[Exercise objective]: Each line from the start of the entries through the line that contains "Where can the black turtleneck" should be output exactly, please.

*** Exercise data ***

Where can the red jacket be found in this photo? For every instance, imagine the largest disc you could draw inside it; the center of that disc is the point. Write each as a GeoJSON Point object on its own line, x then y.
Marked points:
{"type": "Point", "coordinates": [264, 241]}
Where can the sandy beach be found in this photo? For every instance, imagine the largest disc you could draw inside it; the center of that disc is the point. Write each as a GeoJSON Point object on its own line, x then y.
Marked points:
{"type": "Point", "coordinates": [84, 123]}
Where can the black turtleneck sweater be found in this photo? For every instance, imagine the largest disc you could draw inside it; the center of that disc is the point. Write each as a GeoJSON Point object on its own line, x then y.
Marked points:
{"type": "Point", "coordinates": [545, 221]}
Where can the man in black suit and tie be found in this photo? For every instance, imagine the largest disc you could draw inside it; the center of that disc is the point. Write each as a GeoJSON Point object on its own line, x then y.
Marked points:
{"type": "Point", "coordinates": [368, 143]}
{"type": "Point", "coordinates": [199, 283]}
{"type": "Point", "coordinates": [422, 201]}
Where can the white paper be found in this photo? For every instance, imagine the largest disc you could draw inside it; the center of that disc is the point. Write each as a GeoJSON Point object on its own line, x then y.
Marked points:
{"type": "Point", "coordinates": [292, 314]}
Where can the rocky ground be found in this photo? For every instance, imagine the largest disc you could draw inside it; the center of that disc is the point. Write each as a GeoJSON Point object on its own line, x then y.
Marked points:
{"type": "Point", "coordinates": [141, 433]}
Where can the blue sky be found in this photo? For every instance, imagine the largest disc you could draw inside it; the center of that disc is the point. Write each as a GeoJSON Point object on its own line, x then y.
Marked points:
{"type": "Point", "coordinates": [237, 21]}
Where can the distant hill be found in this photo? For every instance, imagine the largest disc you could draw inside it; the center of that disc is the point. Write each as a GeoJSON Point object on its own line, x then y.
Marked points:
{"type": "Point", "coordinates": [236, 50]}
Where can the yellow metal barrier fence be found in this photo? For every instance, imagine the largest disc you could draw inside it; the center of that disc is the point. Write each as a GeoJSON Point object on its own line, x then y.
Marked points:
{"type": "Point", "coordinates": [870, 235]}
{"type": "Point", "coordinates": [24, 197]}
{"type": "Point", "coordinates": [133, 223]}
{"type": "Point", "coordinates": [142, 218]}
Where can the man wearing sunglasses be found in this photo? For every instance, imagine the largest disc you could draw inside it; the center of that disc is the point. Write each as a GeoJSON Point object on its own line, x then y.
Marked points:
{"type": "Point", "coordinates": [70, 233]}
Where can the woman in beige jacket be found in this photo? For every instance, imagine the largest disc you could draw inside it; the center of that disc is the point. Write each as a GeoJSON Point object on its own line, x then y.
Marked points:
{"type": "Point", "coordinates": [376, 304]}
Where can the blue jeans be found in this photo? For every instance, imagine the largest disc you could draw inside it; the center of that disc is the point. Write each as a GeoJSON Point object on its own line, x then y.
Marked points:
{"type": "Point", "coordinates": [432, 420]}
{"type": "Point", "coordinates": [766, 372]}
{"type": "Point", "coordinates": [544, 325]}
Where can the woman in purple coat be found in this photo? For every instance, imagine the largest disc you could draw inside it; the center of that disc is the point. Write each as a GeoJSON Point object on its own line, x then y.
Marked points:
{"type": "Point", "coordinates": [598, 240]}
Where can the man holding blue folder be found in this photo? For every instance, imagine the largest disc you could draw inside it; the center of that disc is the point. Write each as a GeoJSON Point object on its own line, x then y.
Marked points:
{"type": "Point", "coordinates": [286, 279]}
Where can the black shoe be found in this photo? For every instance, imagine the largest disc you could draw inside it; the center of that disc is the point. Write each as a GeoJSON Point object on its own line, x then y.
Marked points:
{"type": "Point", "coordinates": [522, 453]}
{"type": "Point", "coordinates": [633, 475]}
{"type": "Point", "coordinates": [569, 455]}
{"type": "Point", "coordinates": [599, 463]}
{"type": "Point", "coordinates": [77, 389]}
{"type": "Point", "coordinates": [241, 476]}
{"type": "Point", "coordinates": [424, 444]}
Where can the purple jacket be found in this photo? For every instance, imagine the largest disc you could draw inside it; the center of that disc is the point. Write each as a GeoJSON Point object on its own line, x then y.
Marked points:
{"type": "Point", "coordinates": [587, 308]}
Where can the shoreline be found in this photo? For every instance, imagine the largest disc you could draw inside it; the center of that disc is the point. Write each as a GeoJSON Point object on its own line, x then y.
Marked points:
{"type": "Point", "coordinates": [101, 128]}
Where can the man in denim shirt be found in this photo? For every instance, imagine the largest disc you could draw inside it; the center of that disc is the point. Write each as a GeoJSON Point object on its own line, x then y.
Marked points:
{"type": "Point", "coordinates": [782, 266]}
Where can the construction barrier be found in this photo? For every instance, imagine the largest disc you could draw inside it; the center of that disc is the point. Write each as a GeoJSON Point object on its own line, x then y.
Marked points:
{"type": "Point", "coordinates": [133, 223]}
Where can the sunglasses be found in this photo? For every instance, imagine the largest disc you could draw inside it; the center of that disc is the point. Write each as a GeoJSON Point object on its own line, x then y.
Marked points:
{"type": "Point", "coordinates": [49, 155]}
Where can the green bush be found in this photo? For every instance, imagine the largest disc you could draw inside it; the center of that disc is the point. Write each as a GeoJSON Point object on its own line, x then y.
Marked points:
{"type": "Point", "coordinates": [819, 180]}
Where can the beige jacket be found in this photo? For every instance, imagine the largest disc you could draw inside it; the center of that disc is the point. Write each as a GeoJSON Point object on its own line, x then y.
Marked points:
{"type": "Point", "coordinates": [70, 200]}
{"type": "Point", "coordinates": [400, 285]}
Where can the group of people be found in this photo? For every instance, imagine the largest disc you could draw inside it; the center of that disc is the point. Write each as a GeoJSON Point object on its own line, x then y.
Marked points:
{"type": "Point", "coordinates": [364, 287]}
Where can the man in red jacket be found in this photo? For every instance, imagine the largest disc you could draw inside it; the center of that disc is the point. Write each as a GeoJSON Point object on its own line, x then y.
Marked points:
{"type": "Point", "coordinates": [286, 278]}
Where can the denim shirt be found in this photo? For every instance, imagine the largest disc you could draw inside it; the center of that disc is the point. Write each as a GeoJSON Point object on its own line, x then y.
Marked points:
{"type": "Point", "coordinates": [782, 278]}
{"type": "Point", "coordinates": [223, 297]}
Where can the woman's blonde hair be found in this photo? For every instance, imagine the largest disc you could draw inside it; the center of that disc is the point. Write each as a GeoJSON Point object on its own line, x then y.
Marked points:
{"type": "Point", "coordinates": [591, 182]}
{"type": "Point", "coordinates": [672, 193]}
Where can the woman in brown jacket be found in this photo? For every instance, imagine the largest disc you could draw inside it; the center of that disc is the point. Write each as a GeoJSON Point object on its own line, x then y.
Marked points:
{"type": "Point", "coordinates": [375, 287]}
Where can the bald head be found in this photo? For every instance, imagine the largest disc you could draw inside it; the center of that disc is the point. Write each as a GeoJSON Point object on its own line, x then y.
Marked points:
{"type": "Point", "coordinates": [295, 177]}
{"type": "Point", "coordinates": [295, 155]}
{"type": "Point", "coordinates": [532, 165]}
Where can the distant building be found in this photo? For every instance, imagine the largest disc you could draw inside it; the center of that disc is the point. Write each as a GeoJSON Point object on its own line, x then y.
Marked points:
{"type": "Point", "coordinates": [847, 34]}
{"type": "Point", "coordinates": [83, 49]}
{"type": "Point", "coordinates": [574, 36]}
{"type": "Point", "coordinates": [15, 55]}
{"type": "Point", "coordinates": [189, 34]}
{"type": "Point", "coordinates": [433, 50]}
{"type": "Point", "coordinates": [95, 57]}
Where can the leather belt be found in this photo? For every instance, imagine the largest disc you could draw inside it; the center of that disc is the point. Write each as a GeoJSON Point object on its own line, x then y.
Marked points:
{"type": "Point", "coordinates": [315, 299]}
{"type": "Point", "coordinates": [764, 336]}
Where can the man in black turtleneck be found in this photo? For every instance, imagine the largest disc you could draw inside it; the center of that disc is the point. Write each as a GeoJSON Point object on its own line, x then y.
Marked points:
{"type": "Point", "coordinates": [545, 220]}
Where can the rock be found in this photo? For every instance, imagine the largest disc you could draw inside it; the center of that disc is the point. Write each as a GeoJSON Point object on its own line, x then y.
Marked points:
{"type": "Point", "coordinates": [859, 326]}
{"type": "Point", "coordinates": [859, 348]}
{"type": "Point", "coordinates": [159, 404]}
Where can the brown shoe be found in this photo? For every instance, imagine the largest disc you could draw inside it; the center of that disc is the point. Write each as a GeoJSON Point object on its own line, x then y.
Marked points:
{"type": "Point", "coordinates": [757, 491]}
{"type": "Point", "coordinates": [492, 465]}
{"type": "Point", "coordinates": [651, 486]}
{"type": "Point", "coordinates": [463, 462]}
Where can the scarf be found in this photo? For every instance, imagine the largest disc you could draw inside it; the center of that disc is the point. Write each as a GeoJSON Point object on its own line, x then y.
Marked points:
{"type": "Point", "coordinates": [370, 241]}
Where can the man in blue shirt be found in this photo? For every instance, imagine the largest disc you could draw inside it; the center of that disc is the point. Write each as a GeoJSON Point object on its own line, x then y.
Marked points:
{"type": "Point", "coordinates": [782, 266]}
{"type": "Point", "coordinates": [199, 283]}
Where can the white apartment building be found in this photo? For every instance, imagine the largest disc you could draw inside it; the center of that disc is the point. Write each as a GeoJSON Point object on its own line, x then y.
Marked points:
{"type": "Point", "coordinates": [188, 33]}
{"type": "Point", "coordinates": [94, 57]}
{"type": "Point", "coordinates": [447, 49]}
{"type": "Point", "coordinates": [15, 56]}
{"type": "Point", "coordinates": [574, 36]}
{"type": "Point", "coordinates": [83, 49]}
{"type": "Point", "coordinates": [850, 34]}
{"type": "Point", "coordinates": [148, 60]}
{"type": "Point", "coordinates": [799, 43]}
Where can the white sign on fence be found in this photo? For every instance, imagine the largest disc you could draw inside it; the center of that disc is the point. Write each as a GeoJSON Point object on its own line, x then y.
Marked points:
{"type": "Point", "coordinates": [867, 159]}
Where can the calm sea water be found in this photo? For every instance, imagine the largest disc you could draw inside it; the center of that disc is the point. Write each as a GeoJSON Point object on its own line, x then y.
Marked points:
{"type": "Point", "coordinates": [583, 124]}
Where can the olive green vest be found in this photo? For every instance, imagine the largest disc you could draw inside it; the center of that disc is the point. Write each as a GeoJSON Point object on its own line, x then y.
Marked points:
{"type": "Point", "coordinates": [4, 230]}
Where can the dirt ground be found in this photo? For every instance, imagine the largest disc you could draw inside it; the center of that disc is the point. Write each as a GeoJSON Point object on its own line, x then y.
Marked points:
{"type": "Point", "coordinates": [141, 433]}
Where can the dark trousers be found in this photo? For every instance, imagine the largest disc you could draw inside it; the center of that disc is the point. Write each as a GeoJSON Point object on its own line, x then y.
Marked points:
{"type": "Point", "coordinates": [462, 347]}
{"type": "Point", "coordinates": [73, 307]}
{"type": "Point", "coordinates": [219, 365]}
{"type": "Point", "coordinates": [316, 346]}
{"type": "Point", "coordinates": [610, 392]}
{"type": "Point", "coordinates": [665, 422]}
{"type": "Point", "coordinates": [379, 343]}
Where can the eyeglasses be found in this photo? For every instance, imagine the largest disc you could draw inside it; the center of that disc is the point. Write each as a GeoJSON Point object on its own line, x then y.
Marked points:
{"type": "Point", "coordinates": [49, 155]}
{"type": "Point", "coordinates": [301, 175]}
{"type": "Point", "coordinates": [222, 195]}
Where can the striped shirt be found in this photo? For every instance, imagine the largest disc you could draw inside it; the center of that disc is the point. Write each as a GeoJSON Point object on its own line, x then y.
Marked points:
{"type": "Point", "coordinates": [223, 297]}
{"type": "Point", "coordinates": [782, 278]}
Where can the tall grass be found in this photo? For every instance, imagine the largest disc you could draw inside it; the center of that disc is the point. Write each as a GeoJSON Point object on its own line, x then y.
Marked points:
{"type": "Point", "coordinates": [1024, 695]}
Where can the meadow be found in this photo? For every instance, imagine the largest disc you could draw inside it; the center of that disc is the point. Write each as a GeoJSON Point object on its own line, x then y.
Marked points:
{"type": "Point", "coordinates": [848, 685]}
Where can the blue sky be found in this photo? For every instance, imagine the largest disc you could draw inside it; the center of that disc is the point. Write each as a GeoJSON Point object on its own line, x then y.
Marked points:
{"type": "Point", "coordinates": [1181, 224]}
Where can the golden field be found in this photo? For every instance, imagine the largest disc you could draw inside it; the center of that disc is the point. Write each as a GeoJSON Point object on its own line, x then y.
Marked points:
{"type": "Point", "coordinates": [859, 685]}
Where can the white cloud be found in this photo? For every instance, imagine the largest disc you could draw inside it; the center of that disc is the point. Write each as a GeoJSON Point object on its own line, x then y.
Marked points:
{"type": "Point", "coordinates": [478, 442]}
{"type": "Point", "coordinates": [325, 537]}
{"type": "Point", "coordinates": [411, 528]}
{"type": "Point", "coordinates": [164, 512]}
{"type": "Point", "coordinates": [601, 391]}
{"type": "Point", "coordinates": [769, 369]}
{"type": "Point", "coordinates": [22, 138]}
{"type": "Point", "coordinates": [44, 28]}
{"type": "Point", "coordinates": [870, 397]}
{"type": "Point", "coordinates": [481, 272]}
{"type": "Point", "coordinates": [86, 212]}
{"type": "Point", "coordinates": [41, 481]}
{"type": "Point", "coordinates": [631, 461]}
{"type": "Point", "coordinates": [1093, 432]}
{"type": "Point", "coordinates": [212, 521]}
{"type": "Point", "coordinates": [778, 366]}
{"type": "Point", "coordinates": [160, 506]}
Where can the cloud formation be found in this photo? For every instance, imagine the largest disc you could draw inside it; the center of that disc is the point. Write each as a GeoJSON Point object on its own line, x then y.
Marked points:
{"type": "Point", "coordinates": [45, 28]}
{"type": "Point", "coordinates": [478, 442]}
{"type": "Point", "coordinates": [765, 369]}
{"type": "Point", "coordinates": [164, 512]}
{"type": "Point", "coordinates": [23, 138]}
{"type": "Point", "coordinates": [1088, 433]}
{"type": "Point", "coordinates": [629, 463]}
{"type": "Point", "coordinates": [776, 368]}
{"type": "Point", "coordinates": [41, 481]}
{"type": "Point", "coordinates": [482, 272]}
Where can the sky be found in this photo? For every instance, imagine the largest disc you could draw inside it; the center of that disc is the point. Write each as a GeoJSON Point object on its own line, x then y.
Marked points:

*** End of Exercise data ***

[Response]:
Where can the red jacket be found in this photo? For every instance, imagine the largest disc you could draw inside it; the center of that disc is the point. Write each as a GeoJSON Point object on its own line, x then y.
Marked points:
{"type": "Point", "coordinates": [264, 241]}
Where can the sandy beach be found in this photo? For every instance, imagine the largest disc you could draw inside it; the center of that disc is the point. Write each as a GeoJSON Point object on its own line, x then y.
Marked points:
{"type": "Point", "coordinates": [84, 123]}
Where can the black turtleneck sweater be found in this photo? For every instance, imagine the largest disc you could draw inside it; the center of that disc is the point. Write each as a GeoJSON Point object on its own line, x then y.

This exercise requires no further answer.